## EXERCISE PROMPT
Condense the paragraph of the exhibition review that begins "In an attempt to redress that imbalance" into a short bulleted list that keeps its main facts.

## EXTRACTED TEXT
----------

A Forgotten Empire


February 24, 2007


Heritage | History | Iran

What has the Persian Empire done for us lately? It is the arrogance of the present to imagine that all of human history reaches its culmination, and unveils what was all along its hidden purpose, in the generation that happens to be breathing at this moment upon the surface of the earth. Those earlier nations, such as Greece and Rome, that are clearly causative of us are a source of obvious interest to us. Even civilizations such as ancient China and Japan, though they had no role to play in our causation, are thriving now and so they, too, engage our interest.

But no such claim can be made for the Persian Empire, or the Byzantine for that matter. And so we conjure ourselves into believing that, however important they might once have seemed, they were always on the wrong side of history, an eccentric sideshow to the main event.

In an attempt to redress that imbalance, the Asia Society has mounted a worthy exhibition of Sasanian civilization, specifically its visual culture. And yet, its title, “Glass, Gilding, and Grand Design,” is misleading. You would think that it was primarily devoted to crafts of the Sasanian period, but in fact it includes many more genres. Together with the Musée Cernuschi in Paris, where the show originated, the Asia Society has assembled silverware, mosaics, textiles, and sculpture made during the Sasanian dynasty, which ruled Persia between 224 and 642 C.E. Though the Sasanids are all but unknown to most of today’s museumgoers, any state that could withstand the enmity of Rome for four centuries deserves our respect

In an attempt to inject contemporary interest into this show, the curators have chosen as a subtitle “The Art of Sasanian Iran.” This is fair enough, since the Sasanians did indeed refer to themselves as Irya, from which the word Iran derives. They were among the progenitors of modern Iranians as well as the last non-Muslim group to rule the country. Furthermore, the influence of their art would have profound consequences for the visual culture of the region down to modern times.

----------

## DATASET RECORDS
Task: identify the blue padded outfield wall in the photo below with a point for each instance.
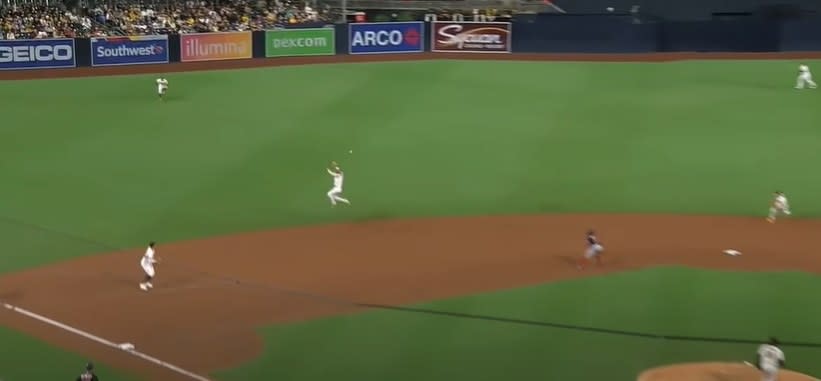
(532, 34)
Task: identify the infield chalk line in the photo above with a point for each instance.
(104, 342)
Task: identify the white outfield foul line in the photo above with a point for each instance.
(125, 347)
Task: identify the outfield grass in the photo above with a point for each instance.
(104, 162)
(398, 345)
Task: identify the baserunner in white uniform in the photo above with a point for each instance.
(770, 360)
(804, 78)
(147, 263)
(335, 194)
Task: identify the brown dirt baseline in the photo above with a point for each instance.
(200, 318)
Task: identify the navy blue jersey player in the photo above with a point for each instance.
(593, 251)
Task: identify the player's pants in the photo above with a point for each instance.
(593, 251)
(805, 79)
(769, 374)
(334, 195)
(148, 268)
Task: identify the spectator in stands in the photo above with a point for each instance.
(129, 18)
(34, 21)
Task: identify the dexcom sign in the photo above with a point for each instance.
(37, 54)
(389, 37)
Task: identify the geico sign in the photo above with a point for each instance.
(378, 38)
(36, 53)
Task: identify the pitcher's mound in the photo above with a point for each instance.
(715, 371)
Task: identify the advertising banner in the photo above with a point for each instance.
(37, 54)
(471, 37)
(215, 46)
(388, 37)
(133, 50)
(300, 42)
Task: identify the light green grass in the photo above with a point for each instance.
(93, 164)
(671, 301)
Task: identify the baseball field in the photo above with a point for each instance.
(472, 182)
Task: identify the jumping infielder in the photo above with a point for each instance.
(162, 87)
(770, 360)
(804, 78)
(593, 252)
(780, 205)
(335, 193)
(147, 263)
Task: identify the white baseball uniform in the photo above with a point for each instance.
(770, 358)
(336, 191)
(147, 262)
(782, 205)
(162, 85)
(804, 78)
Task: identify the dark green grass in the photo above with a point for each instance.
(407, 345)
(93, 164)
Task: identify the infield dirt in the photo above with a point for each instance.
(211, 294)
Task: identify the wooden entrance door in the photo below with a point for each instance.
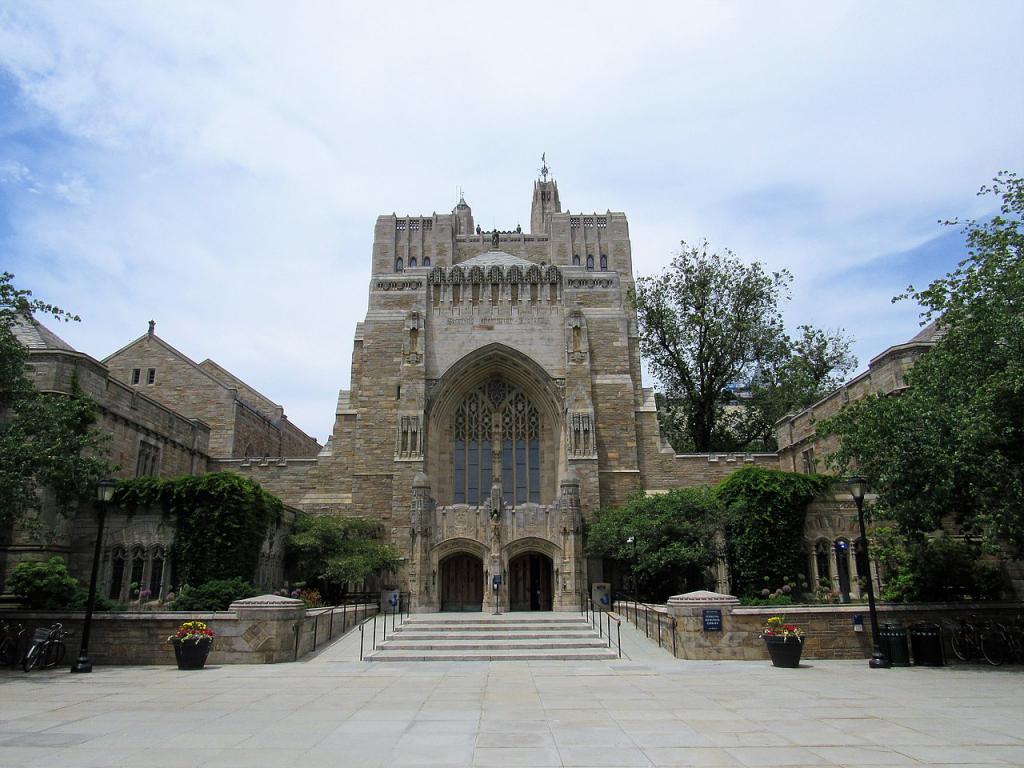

----------

## CORRECT OUTPUT
- The Asia Society has mounted an exhibition of the visual culture of Sasanian civilization.
- Its title, "Glass, Gilding, and Grand Design," is misleading: it suggests a show mainly about crafts, but it covers many more genres.
- Together with the Musée Cernuschi in Paris, where the show originated, the Asia Society assembled silverware, mosaics, textiles, and sculpture from the Sasanian dynasty, which ruled Persia from 224 to 642 C.E.
- The Sasanids are nearly unknown to most museumgoers today, but a state that withstood the enmity of Rome for four centuries deserves respect.